Stored items
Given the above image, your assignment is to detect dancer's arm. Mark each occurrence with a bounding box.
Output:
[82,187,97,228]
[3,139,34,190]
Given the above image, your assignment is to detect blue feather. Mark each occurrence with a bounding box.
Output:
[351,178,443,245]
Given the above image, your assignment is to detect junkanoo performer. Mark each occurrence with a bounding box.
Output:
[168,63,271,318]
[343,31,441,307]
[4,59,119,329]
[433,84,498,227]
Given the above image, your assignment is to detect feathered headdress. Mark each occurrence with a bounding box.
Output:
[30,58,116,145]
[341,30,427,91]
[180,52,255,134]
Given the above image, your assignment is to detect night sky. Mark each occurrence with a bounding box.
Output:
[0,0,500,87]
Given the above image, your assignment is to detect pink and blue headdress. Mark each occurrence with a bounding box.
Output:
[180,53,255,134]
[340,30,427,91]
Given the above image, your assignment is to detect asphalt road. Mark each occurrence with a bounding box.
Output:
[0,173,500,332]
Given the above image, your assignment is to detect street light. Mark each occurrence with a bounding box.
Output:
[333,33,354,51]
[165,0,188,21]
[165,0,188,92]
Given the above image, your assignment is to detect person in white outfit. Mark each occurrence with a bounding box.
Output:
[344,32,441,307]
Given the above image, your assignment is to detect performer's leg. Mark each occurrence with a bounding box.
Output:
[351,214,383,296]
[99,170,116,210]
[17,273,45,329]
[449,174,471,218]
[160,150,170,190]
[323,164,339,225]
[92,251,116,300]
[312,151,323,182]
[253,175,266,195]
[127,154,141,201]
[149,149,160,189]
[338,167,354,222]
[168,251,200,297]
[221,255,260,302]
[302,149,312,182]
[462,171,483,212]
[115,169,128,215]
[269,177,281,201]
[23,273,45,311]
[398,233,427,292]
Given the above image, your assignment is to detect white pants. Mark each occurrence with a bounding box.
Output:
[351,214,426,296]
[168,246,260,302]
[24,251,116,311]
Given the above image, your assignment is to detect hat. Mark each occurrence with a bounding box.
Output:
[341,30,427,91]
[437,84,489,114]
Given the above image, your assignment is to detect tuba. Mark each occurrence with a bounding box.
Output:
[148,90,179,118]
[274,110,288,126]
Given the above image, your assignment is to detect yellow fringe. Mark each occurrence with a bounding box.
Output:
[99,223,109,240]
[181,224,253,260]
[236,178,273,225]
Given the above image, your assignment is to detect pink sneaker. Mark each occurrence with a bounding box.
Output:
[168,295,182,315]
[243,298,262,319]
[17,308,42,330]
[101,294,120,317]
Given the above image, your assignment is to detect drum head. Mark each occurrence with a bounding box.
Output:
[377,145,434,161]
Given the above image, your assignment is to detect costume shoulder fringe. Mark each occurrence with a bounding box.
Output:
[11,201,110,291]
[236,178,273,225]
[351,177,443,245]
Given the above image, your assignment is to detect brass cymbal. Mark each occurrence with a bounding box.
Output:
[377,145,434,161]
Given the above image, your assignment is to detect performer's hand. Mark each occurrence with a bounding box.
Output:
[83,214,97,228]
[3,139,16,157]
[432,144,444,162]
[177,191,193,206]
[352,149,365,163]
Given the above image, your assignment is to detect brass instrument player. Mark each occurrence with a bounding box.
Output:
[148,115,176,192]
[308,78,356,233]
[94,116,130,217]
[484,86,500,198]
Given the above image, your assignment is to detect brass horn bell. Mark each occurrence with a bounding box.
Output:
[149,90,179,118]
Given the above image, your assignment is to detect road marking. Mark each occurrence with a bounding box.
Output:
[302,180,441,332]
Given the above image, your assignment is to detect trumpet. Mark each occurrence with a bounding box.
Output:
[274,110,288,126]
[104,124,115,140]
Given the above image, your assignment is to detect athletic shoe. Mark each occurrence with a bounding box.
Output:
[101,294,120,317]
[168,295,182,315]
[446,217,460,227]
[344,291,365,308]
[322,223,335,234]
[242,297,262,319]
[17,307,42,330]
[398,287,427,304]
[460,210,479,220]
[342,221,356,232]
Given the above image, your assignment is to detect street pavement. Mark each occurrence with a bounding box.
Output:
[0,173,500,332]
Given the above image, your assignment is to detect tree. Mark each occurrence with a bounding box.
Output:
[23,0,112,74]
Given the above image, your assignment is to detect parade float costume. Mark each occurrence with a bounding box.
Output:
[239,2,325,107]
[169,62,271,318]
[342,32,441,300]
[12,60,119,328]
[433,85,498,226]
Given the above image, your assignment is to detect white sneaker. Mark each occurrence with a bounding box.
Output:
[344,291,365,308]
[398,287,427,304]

◆ The exercise ◆
Please rewrite the lines from the start through the line containing "[344,32,441,307]", copying everything else unchanged but multiplying each bounding box coordinate in the answers by 2.15 and rounding it to a whole number, with halves rounded up.

◆ The result ◆
Given the above image, your assignment is to detect dancer's arm. Mark each occurrence with a bounding box.
Output:
[176,402,209,490]
[6,299,73,409]
Given the above image, your assignment is to detect blue feather. Mark each occurrence with a bounding box.
Output:
[755,383,952,527]
Given the above image, your assignment is to detect junkanoo performer. Mark each occurrence with a bounding box.
Output:
[361,135,583,684]
[737,67,948,660]
[9,127,256,707]
[931,181,1071,488]
Given the above image, your assignment is to detect feathered headdress. Mark each occurrence with a bounding box.
Output:
[65,125,249,312]
[733,65,918,196]
[387,112,548,288]
Given the above image, your assignment is to detect night sky. Mark each occurrence with a bounding box.
Output:
[0,0,1075,187]
Given the above image, your assignment is to detect pink and blue headdress. Mark each occurrence with a bounding box.
Output:
[387,114,548,288]
[731,65,918,196]
Given the above image, your assignment is to detect asphalt road. Mark each occurrence with a bounding box.
Output:
[0,372,1075,714]
Given the above image, your assignment is to detect street light. Mark each occurrence with a bounding box.
Output:
[716,71,761,110]
[355,0,404,45]
[355,0,404,198]
Given the above image, your assignment is to detect person in white outfit. Mark each occurrence with a bounding box.
Output:
[740,69,948,660]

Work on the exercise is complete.